## ARTIGO
Só
educação não fixa
homem no campo, conclui pesquisador
Tese de doutorado avalia as propostas
do MST no contexto do
“movimento do ruralismo pedagógico”
Segundo o Mapa
do Analfabetismo no Brasil, divulgado neste
4 de junho pelo Ministério da Educação,
ainda existem 16 milhões de brasileiros que
não conseguem ler uma placa ou escrever um
recado. Juntando-se os analfabetos funcionais (com
menos de 4 anos de estudo), esta população
sobe para 30 milhões. A boa notícia
é que o índice de analfabetos vem caindo
ininterruptamente de 19,7% em 1991 para 13,6%,
em 2000 e que o programa governamental Brasil
Alfabetizado prevê a inclusão de
mais 3 milhões de pessoas entre os letrados
até o final deste ano.
Este quadro serve
para realçar a atuação na área
da educação do Movimento dos Trabalhadores
Rurais Sem Terra (MST), cujas práticas foram
objeto de pesquisas de mestrado e doutorado do professor
Luiz Bezerra Neto, junto à Faculdade de Educação
(FE) da Unicamp. No mestrado, ele procurou compreender
a proposta educacional do movimento desde 1979, quando
se iniciaram as lutas durante os governos militares,
passando pela consolidação da sigla
em 1984, até a conclusão da pesquisa
em 1998. No doutorado, Bezerra fez uma análise
bibliográfica associando as propostas do MST
ao chamado movimento do ruralismo pedagógico,
que na primeira metade do século 20 fracassou
em seu objetivo de fixar o homem no campo por meio
da pedagogia.
O professor não
questiona a estrutura construída pelos dirigentes
dos sem-terra para educar lavradores e seus filhos,
mas sim o conteúdo. A discussão
que coloco é o porquê da retomada de
propostas que não deram certo. Naquela época,
Sud Minucci, um dos principais incentivadores da proposta
ruralista, e outros pedagogos como Carneiro Leão
e Alberto Torres pensavam que uma educação
apropriada para o trabalhador rural poderia fixá-lo
no campo. Na minha opinião, a idéia
não deu certo porque não é a
pedagogia que mantém o homem na terra, mas
as condições para sua sobrevivência,
resume.
Ecletismo
O MST não ousa propor um modelo pedagógico
próprio. Na verdade, adota o que Bezerra define
como ecletismo metodológico. Na
prática, segundo o professor, há uma
apropriação da proposta de Paulo Freire,
que é um existencialista cristão, acompanhada
das orientações de pensadores como Anton
Makarenko e suas experiências à frente
da colônia Gorki para jovens delinqüentes
da pós-revolução russa, em torno
do ensino socialista voltado para a função
do coletivo; de Piaget e suas teorias que desembocaram
nas metodologias construtivistas tão em voga
nas últimas décadas; de Jose Martí
e suas idéias nacionalistas para Cuba como
forma de garantir a soberania da nação;
e de Che Guevara e suas experiências revolucionárias
como estímulo à luta e ao desenvolvimento
da consciência do cidadão-militante.

## DADOS FORNECIDOS

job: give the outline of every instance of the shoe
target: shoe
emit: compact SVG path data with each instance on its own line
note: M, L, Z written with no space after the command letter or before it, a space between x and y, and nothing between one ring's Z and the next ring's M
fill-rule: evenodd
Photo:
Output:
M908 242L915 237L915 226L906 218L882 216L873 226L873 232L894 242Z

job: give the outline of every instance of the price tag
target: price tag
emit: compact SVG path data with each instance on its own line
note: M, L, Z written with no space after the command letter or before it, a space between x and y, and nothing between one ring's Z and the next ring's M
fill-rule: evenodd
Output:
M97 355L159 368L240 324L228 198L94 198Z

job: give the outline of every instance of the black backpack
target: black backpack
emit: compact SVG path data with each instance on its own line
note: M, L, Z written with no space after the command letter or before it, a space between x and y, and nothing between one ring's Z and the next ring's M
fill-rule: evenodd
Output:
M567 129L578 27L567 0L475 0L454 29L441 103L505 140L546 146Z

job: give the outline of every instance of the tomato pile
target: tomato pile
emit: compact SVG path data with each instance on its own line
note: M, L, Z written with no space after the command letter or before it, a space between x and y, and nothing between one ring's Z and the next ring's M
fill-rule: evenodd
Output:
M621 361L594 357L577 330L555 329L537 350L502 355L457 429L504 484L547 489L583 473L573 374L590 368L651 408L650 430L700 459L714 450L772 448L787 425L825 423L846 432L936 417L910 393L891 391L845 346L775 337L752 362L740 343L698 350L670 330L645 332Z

## COMPLETE O SEGUINTE
[1] Diga se cada afirmação está de acordo com o artigo, responda sim ou não e cite entre aspas as palavras do artigo que decidem: (a) o índice de analfabetos caiu de 19,7% em 1991 para 13,6% em 2000; (b) o professor critica a estrutura que os dirigentes dos sem-terra montaram para educar os lavradores; (c) o MST criou um modelo pedagógico próprio.
[2] Transcreva sem alterar nada o trecho do artigo que começa em "Segundo o Mapa" e termina em "final deste ano.".
As entradas não têm nenhuma relação com o artigo.

## GABARITO
[1]
(a) Sim: "o índice de analfabetos vem caindo ininterruptamente de 19,7% em 1991 para 13,6%"
(b) Não: "O professor não questiona a estrutura construída pelos dirigentes dos sem-terra para educar lavradores e seus filhos, mas sim o conteúdo."
(c) Não: "O MST não ousa propor um modelo pedagógico próprio."

[2]
Segundo o Mapa
do Analfabetismo no Brasil, divulgado neste
4 de junho pelo Ministério da Educação,
ainda existem 16 milhões de brasileiros que
não conseguem ler uma placa ou escrever um
recado. Juntando-se os analfabetos funcionais (com
menos de 4 anos de estudo), esta população
sobe para 30 milhões. A boa notícia
é que o índice de analfabetos vem caindo
ininterruptamente de 19,7% em 1991 para 13,6%,
em 2000 e que o programa governamental Brasil
Alfabetizado prevê a inclusão de
mais 3 milhões de pessoas entre os letrados
até o final deste ano.